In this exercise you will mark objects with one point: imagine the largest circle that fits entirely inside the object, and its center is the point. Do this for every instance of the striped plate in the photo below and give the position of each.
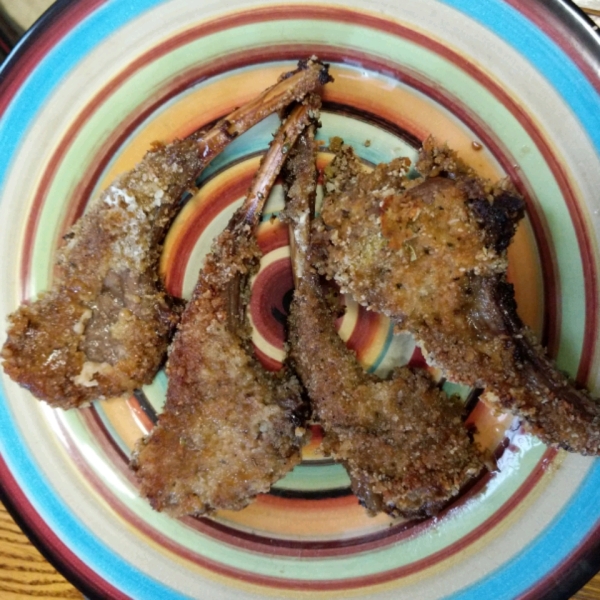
(511, 84)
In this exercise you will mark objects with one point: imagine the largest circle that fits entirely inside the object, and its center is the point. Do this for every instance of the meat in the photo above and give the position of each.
(431, 253)
(103, 328)
(401, 439)
(230, 428)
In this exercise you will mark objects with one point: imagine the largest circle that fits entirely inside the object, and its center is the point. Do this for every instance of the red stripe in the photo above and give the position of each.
(329, 54)
(554, 28)
(293, 584)
(49, 542)
(58, 23)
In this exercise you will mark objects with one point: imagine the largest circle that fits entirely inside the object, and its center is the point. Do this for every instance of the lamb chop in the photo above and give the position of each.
(402, 441)
(431, 254)
(230, 428)
(103, 328)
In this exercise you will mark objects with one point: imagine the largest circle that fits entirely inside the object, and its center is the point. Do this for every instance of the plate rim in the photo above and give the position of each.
(586, 556)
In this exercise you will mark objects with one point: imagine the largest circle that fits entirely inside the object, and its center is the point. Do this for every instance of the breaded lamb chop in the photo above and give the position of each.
(431, 254)
(103, 328)
(230, 428)
(402, 440)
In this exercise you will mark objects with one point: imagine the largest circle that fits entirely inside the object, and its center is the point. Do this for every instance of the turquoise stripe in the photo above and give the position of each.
(13, 127)
(548, 58)
(568, 531)
(58, 63)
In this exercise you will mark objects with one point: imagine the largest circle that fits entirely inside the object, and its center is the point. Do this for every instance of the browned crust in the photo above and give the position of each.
(402, 440)
(104, 327)
(229, 427)
(444, 280)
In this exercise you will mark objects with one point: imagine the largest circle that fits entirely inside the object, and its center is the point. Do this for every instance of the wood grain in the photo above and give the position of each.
(24, 572)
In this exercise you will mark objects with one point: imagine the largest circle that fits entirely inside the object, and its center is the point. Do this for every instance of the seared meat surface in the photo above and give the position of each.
(402, 440)
(229, 429)
(103, 328)
(430, 253)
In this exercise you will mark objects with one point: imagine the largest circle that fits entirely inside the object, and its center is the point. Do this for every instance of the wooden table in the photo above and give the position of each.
(24, 572)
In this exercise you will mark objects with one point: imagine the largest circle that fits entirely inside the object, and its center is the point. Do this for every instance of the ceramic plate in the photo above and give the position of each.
(512, 85)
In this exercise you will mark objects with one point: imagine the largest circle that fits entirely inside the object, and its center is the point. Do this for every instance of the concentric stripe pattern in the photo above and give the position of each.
(398, 77)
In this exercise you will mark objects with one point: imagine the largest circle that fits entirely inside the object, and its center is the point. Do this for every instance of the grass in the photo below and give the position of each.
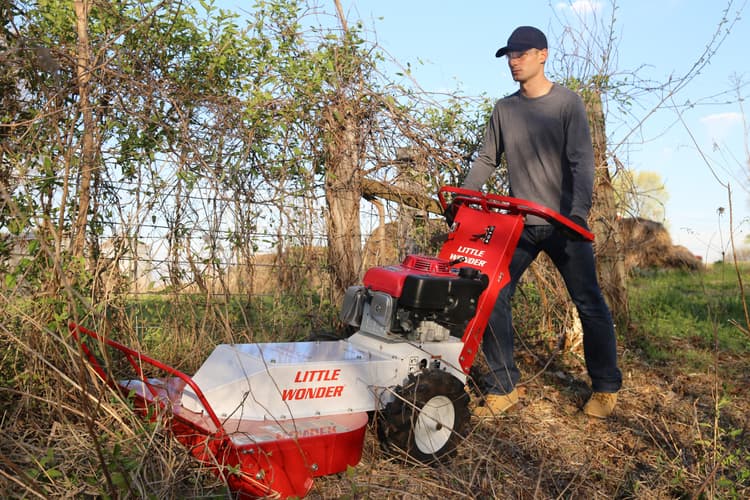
(685, 317)
(680, 429)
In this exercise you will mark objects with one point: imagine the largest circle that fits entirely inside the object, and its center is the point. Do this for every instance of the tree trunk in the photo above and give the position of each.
(603, 218)
(88, 153)
(343, 192)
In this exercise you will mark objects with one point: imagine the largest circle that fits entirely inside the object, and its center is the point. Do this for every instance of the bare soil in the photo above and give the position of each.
(670, 437)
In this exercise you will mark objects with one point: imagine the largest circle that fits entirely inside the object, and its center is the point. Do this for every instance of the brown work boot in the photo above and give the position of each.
(601, 404)
(495, 404)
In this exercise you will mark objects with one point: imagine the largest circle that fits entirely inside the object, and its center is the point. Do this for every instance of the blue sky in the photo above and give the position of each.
(451, 45)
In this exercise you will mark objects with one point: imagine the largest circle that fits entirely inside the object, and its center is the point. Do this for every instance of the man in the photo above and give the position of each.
(543, 132)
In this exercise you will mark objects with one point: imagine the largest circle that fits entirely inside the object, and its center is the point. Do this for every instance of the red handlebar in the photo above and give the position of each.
(493, 202)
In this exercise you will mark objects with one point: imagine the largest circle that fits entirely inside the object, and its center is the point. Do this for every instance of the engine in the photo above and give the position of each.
(423, 299)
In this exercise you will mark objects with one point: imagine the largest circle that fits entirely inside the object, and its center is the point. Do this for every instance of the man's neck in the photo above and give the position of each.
(536, 88)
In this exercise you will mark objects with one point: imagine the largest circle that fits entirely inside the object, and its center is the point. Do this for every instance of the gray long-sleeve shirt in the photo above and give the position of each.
(547, 145)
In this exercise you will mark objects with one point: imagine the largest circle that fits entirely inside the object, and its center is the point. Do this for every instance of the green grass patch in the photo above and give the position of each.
(684, 316)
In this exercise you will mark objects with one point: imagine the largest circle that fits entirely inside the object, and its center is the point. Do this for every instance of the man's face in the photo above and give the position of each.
(526, 65)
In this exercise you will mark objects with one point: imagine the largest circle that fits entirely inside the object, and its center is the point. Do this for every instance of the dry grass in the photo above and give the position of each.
(675, 434)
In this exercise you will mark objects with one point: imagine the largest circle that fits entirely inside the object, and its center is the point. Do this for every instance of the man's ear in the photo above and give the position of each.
(544, 53)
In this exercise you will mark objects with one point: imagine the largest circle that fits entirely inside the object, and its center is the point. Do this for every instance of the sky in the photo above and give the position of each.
(451, 45)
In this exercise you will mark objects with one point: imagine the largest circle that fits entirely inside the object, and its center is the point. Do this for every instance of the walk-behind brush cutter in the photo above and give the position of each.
(270, 417)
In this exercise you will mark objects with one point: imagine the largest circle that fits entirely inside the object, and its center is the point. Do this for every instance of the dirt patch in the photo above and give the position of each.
(664, 441)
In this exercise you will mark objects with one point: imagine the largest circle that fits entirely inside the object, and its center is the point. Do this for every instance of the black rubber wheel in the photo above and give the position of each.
(428, 418)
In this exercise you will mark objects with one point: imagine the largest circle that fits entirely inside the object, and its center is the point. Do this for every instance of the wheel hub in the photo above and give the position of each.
(434, 424)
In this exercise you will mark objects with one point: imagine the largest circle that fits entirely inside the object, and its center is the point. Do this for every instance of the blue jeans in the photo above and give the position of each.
(575, 262)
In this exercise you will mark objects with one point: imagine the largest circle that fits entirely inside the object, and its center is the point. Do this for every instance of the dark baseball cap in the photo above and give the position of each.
(523, 38)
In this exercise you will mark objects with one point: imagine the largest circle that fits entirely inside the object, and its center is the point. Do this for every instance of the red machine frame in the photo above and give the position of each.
(282, 458)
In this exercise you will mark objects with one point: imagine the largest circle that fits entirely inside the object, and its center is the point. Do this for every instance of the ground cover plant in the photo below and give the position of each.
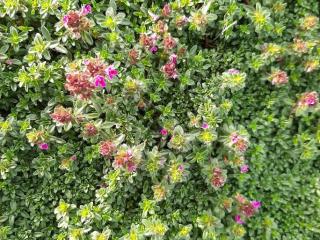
(159, 120)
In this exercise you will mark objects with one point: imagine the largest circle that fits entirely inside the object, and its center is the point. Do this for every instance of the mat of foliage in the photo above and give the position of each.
(150, 120)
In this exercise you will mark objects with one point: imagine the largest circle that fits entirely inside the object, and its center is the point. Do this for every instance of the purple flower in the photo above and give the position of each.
(164, 132)
(111, 72)
(86, 9)
(244, 168)
(153, 49)
(66, 19)
(205, 125)
(234, 137)
(100, 81)
(256, 204)
(233, 71)
(43, 146)
(173, 58)
(181, 167)
(238, 219)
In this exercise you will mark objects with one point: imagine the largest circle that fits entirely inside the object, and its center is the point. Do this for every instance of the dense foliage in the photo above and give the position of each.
(151, 120)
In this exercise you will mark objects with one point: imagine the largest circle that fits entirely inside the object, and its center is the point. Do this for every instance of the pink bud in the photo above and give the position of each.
(111, 72)
(164, 132)
(86, 10)
(154, 49)
(244, 168)
(256, 204)
(238, 219)
(65, 19)
(173, 58)
(43, 146)
(100, 81)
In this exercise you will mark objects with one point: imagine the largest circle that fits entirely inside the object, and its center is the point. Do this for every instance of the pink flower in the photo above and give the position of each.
(233, 71)
(66, 19)
(256, 204)
(181, 168)
(100, 81)
(153, 49)
(43, 146)
(164, 132)
(166, 10)
(111, 72)
(238, 219)
(244, 168)
(205, 125)
(173, 58)
(311, 100)
(86, 10)
(106, 148)
(234, 137)
(132, 167)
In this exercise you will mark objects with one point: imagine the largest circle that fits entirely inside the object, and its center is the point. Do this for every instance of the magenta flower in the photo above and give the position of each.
(111, 72)
(164, 132)
(256, 204)
(43, 146)
(132, 167)
(100, 81)
(244, 168)
(234, 137)
(86, 10)
(238, 219)
(205, 125)
(173, 58)
(233, 71)
(181, 167)
(66, 19)
(153, 49)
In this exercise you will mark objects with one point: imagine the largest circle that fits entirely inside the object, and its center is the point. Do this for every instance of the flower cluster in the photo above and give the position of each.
(238, 143)
(278, 77)
(94, 73)
(218, 178)
(169, 69)
(62, 115)
(76, 21)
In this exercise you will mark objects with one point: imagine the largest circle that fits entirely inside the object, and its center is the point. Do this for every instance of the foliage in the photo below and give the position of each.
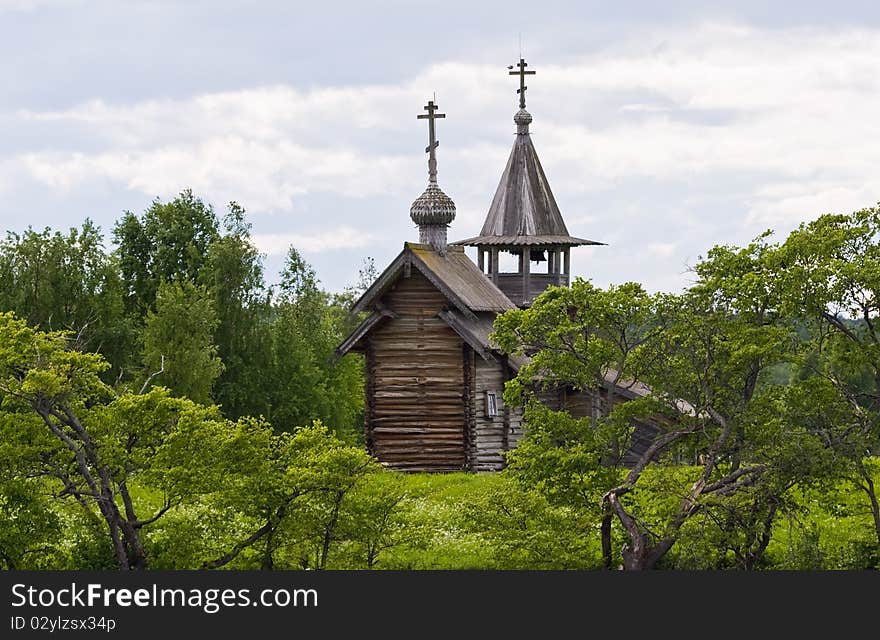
(178, 341)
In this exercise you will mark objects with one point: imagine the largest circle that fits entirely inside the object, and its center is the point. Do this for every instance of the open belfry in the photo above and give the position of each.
(434, 380)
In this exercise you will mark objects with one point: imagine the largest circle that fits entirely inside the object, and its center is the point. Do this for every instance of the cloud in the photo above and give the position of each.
(662, 143)
(31, 5)
(661, 249)
(345, 237)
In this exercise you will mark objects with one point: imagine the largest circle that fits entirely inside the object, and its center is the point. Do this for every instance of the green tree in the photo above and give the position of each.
(831, 273)
(178, 341)
(233, 274)
(67, 281)
(291, 487)
(702, 359)
(168, 242)
(69, 427)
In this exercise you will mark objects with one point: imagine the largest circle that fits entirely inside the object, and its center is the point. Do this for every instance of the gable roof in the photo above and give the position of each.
(454, 274)
(524, 210)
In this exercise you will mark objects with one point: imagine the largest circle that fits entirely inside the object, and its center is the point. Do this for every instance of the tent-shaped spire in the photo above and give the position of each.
(524, 211)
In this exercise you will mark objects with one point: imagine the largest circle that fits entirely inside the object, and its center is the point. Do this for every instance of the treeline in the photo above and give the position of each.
(764, 381)
(182, 302)
(161, 407)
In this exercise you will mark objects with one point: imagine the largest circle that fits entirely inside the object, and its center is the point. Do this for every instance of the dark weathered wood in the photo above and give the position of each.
(418, 416)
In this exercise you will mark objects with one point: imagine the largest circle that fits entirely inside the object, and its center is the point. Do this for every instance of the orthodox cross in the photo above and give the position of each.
(431, 108)
(522, 73)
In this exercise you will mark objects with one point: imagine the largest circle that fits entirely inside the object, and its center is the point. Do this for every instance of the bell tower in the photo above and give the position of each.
(524, 220)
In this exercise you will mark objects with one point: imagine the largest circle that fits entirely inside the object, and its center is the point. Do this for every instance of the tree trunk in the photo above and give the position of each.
(870, 489)
(328, 531)
(607, 558)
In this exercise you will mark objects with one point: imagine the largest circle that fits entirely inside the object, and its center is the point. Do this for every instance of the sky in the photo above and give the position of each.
(663, 130)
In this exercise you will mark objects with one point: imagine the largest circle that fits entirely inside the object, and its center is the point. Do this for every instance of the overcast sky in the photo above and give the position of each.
(663, 131)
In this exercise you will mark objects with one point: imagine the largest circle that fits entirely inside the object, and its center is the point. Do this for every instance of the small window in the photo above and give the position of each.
(491, 404)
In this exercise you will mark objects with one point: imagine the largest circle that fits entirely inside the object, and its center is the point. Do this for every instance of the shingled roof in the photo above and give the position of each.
(454, 274)
(524, 211)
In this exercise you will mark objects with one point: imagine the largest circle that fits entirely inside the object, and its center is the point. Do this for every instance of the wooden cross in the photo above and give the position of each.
(522, 73)
(431, 108)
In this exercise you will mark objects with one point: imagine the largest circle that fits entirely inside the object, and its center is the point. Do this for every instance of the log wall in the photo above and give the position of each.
(416, 413)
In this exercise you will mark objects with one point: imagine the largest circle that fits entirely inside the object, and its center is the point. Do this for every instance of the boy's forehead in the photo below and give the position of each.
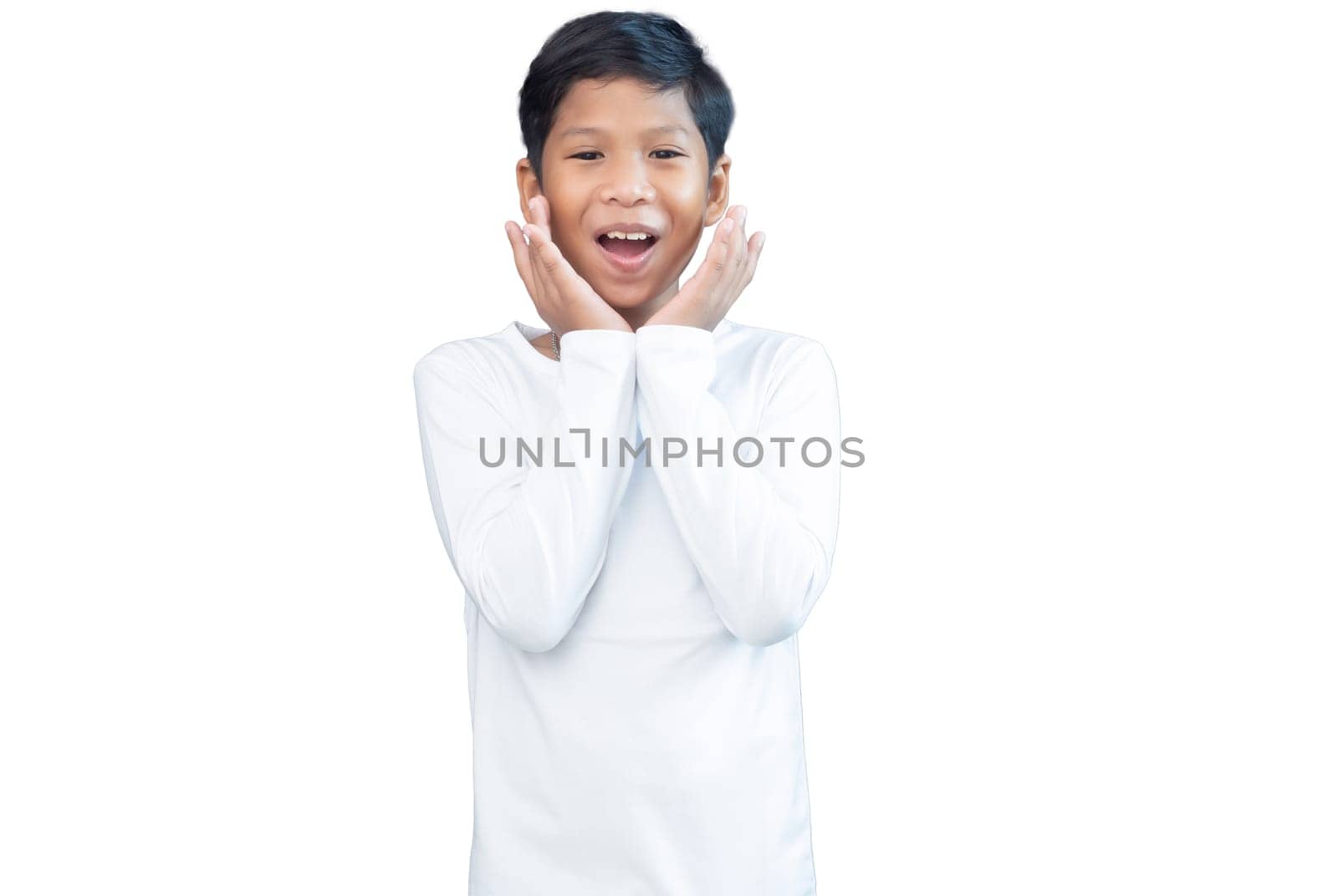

== TASK STATEMENT ==
Beginning with the line that holds "the wooden cross", extract every line to the end of the material, exactly as it stands, and drop the pictures.

== SOLUTION TO THE EXERCISE ==
In this exercise you will mark objects with one point: imagine the largest circle that fits entirely inside the object, and its center is the point. Do this for every instance of the wooden cross in the photo above and give the position of each.
(522, 73)
(431, 108)
In this exercise you will mark objects with one point: imagine the largest circle that fits entirely inside the object, and its center is the point. Do this for every instance of the log wall in the photo above and give the position of each.
(416, 413)
In this exercise you will mark objects with one point: imagine the largest circle that fits entirely inside the object, and its center is the point. Do this for every instance of the boy's forehead in the photo below and give the position of each.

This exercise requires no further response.